## Excerpted text
[Start]
Section: 1 (Commandes utilisateur)

NAME

Parrot - Running

VERSION

$Revision: 47265 $

OVERVIEW

This document describes Parrot's command line options.

SYNOPSIS

  parrot [-options] <file> [arguments ...]
 
 

ENVIRONMENT

PARROT_RUNTIME
If this environment variable is set, parrot will use this path as its runtime prefix instead of the compiled in path.
PARROT_GC_DEBUG
Turn on the --gc-debug flag.

OPTIONS

Assembler options

-a, --pasm
Assume PASM input on stdin.
-c, --pbc
Assume PBC file on stdin, run it.
-d, --imcc-debug [hexbits]
The -d switch takes an optional argument which is considered to hold a hex value of debug bits. Without a value, debug is set to 1.

The individual bits can be listed on the command line by use of the --help-debug switch.

To produce really huge output on stderr run "parrot -d 0ffff ...". Note: If the argument is separated by whitespace from the -d switch, it has to start with a number.

-h, --help
Print command line option summary.
[End]
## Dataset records
[Start]
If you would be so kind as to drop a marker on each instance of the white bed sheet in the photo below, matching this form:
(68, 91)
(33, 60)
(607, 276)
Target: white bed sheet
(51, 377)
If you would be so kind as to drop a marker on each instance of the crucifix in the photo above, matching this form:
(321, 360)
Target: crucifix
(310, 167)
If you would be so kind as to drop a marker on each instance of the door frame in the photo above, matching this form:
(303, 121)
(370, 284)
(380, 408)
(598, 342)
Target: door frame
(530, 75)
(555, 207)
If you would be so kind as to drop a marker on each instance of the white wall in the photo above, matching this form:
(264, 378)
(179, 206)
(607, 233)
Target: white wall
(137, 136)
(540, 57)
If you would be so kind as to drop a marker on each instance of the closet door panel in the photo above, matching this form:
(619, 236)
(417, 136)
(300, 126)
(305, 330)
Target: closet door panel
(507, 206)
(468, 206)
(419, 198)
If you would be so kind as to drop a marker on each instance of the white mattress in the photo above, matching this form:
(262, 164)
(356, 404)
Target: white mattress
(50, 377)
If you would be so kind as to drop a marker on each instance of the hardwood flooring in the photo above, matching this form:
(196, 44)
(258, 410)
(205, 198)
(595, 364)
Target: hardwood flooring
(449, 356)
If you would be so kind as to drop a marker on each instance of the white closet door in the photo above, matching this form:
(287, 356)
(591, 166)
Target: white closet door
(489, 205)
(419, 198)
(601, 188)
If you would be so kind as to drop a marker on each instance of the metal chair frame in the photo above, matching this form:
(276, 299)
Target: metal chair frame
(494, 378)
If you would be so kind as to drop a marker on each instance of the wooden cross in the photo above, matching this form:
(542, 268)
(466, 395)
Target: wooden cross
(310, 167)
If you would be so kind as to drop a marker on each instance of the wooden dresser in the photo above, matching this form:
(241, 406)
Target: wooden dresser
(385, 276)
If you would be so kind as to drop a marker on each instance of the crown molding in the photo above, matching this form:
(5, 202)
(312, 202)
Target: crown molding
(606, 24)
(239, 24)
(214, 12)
[End]
[Start]
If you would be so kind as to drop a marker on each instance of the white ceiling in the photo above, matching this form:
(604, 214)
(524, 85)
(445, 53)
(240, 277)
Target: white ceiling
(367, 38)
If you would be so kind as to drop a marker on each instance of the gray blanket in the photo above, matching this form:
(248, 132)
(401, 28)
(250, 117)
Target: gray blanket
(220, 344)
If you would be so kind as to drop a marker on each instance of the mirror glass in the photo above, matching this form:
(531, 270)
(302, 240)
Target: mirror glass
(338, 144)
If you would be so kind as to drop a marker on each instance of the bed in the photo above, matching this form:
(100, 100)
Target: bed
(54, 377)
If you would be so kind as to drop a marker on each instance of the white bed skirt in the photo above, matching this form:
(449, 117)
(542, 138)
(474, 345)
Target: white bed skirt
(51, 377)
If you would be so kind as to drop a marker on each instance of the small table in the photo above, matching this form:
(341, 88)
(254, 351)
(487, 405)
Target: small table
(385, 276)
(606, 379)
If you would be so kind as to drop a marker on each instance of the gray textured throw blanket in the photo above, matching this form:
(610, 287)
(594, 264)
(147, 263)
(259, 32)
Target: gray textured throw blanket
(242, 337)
[End]
## Given instruction 1
In the Parrot command-line text, what does running "parrot -d 0ffff ..." accomplish?
## Given instruction 2
Report every line of the listing that contains the word "cross".

## Correct result 1
It produces really huge output on stderr. The -d switch takes an optional hex value of debug bits, so 0ffff sets a large number of those bits at once.

## Correct result 2
If you would be so kind as to drop a marker on each instance of the wooden cross in the photo above, matching this form:
Target: wooden cross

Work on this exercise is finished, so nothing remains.